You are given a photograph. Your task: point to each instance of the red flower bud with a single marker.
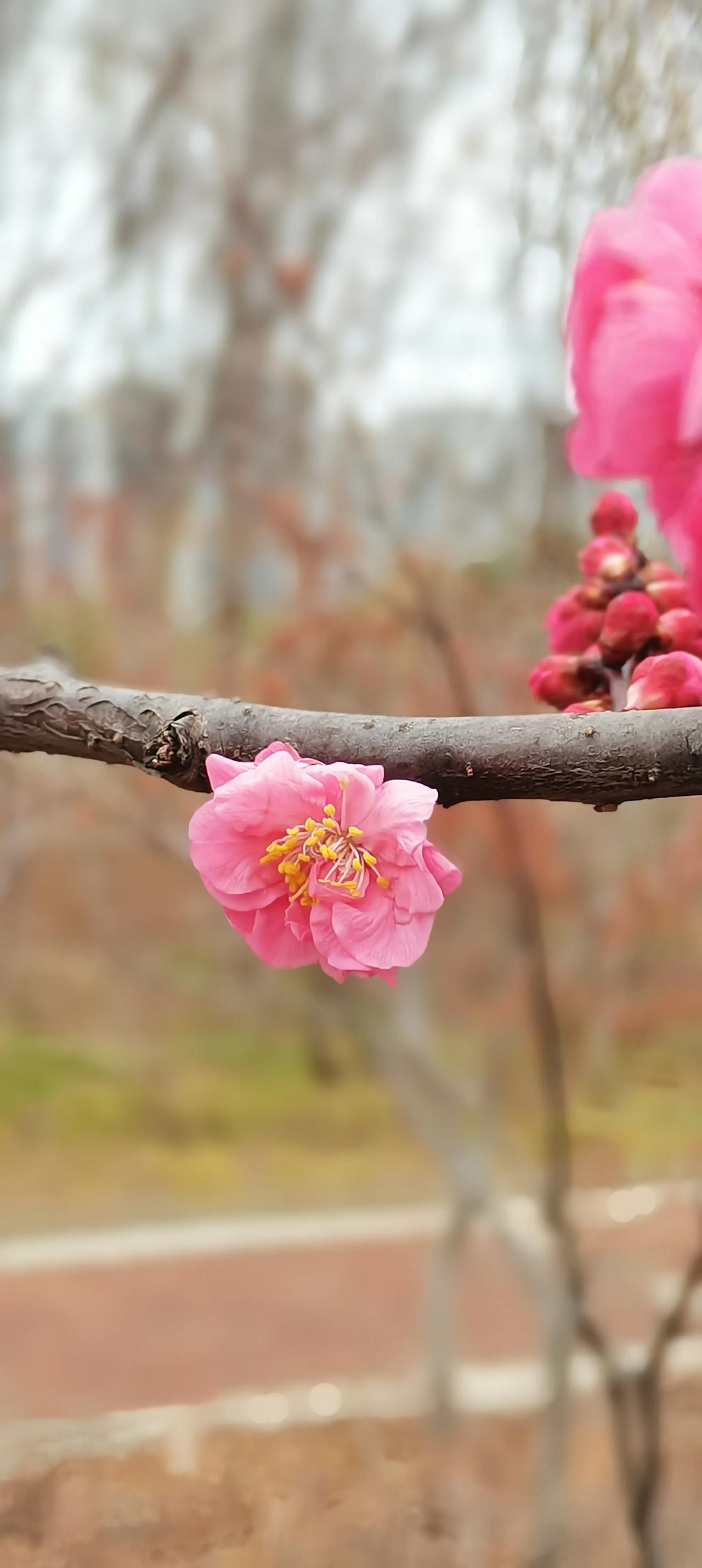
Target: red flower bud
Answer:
(666, 681)
(659, 573)
(607, 557)
(681, 631)
(615, 515)
(670, 593)
(631, 623)
(563, 679)
(571, 625)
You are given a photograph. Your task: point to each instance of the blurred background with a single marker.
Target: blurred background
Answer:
(282, 400)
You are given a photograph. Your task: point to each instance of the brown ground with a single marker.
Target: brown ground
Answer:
(79, 1341)
(364, 1495)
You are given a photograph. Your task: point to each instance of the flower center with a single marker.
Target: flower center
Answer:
(333, 852)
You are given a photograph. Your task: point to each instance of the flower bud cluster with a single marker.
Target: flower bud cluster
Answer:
(626, 626)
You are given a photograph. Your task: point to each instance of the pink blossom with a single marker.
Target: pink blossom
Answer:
(671, 593)
(635, 334)
(565, 679)
(631, 621)
(666, 681)
(598, 705)
(616, 516)
(319, 863)
(607, 557)
(681, 631)
(573, 623)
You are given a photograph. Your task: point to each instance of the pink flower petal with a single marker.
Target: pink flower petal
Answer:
(273, 795)
(222, 769)
(278, 943)
(445, 872)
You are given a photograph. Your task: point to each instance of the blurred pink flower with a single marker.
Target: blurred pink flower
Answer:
(682, 631)
(615, 515)
(566, 679)
(635, 338)
(631, 623)
(573, 623)
(607, 557)
(319, 863)
(666, 681)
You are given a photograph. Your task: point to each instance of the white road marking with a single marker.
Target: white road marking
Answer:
(598, 1208)
(502, 1388)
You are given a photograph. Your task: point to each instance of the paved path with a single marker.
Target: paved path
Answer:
(87, 1330)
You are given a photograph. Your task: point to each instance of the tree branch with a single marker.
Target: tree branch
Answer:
(599, 760)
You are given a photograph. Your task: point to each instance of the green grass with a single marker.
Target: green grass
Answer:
(236, 1122)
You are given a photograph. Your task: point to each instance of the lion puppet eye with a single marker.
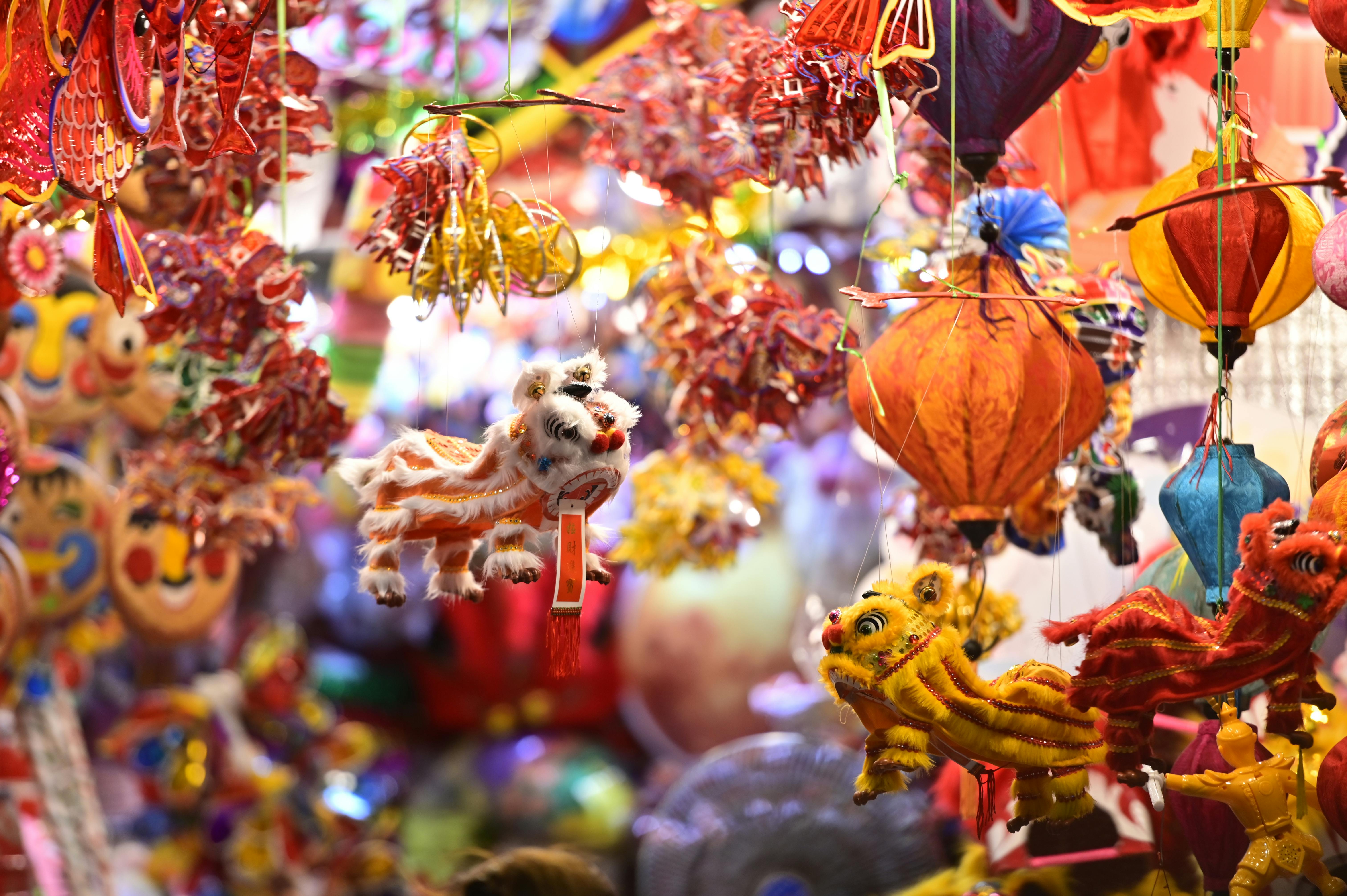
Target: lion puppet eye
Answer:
(871, 624)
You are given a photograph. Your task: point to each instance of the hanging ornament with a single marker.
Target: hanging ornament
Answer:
(939, 540)
(1009, 366)
(46, 355)
(456, 238)
(1187, 292)
(1330, 19)
(743, 350)
(891, 642)
(689, 509)
(36, 261)
(1145, 649)
(1035, 518)
(59, 517)
(1329, 456)
(1330, 261)
(1014, 77)
(1333, 789)
(122, 360)
(1236, 18)
(546, 469)
(167, 592)
(1212, 829)
(1189, 502)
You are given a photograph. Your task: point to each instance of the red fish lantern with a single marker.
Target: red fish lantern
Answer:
(1003, 389)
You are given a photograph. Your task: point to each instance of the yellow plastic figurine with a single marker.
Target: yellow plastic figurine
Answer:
(1257, 796)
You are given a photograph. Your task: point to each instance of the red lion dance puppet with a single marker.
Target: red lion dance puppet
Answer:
(1145, 649)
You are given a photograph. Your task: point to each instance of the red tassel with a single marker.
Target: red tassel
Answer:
(987, 800)
(564, 645)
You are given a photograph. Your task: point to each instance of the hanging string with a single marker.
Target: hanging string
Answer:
(954, 108)
(1221, 341)
(285, 127)
(459, 60)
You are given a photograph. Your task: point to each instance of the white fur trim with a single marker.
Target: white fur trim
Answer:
(441, 552)
(383, 583)
(600, 534)
(511, 530)
(376, 525)
(504, 564)
(455, 587)
(356, 471)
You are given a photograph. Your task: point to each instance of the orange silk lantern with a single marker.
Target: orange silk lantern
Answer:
(1253, 228)
(1004, 394)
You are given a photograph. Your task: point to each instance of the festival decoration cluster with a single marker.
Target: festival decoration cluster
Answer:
(254, 406)
(457, 239)
(712, 100)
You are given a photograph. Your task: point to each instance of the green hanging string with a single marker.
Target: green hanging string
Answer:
(1221, 343)
(510, 49)
(954, 103)
(285, 128)
(459, 60)
(847, 321)
(1300, 786)
(1062, 161)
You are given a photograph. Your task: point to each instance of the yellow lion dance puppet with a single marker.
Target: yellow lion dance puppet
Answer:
(912, 686)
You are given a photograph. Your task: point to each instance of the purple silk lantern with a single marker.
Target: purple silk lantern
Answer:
(1216, 836)
(1330, 261)
(1003, 77)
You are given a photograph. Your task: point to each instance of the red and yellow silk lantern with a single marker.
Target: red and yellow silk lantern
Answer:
(981, 399)
(1174, 254)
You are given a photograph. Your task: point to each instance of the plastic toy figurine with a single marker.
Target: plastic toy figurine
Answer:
(1256, 793)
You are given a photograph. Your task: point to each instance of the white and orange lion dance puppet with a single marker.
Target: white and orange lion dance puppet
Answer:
(568, 444)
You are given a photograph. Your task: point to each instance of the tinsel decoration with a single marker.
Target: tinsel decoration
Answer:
(456, 238)
(743, 350)
(692, 509)
(713, 100)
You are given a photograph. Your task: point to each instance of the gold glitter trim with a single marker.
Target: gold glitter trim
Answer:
(1271, 601)
(461, 499)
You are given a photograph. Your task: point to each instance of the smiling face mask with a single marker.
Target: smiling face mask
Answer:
(46, 356)
(59, 517)
(167, 593)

* **Task to carry out**: Can you rewrite the material between the lines holding "plastic figurine with a single marker." and "(1004, 394)", inclusive, keeping the requests as they are but shifting every coordinate value in the answers up by 78?

* **Solution**:
You are given a photograph. Your task: point to each instance of the yellow plastic figurine with a single marker.
Target: yellow plastic figurine
Answer:
(1335, 874)
You are given a photograph. Your task: point to each instance of the red lion dance puppet with a single marker.
Target: red lion dance puppet
Answer:
(1223, 727)
You are given a photograph. Your task: point to each instance of the red tassel with a single marker.
Target: red tassel
Answer:
(1065, 878)
(642, 723)
You are given a photograph. Your task: point to each instance of the hanging string with a single marker.
Target: hanging string
Answer:
(1032, 186)
(1299, 419)
(363, 205)
(537, 138)
You are given a photograph. Your task: point to each instance of the white fur trim with a single marker.
Target: white fur trim
Answer:
(519, 630)
(461, 661)
(678, 612)
(589, 608)
(454, 603)
(582, 642)
(533, 665)
(434, 549)
You are given a photograph. Your task: point to each instance of the orange silk lantern with a single marker.
Target: orange silk lantern
Answer:
(1331, 306)
(1082, 472)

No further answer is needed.